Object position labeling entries
######

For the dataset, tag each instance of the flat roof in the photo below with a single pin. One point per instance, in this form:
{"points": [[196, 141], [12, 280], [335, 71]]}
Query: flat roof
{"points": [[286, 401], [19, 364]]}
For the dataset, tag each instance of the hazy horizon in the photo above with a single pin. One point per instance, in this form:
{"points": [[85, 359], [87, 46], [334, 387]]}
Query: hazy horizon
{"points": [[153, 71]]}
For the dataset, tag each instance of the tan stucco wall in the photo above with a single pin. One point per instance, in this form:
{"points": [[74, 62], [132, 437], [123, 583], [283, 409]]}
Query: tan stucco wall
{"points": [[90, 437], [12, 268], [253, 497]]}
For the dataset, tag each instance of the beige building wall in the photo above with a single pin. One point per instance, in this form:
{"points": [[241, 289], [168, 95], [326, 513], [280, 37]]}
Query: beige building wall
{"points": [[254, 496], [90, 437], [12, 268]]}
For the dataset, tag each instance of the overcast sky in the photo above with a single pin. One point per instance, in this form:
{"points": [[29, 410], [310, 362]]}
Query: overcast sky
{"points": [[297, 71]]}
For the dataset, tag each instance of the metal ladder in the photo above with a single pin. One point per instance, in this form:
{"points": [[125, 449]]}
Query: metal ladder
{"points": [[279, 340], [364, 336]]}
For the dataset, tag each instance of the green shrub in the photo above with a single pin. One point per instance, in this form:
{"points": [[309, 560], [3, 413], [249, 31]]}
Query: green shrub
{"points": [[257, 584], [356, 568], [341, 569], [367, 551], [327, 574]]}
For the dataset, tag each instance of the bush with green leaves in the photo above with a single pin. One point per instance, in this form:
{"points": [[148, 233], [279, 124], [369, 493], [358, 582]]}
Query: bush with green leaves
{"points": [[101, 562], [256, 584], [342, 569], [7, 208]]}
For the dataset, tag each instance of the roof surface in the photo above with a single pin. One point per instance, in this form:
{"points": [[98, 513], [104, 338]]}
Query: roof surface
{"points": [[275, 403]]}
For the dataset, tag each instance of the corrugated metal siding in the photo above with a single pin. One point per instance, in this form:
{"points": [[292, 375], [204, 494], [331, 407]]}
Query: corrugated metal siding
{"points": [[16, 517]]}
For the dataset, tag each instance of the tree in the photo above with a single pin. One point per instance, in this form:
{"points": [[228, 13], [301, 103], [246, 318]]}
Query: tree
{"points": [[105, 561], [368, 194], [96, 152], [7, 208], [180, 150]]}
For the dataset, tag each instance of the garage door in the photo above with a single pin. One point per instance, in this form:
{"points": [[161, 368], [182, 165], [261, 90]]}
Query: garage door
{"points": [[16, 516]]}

######

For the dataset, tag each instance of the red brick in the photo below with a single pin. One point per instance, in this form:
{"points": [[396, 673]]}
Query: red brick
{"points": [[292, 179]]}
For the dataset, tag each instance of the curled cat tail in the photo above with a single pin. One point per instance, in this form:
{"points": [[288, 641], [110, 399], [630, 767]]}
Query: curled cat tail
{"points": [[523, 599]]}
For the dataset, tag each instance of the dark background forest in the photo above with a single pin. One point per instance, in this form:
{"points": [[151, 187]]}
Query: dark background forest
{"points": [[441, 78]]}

######

**Exercise goal**
Identify each line of the entries above that contains the word "below", treating uppercase and lowercase as different, and copy those lines.

**Task response**
For the dataset, tag each instance of the flat roof in the photo below with a single pin. One point per instance, in this form:
For the dataset, tag each instance of the red brick in the photo below with a single pin. One point per instance, in this form:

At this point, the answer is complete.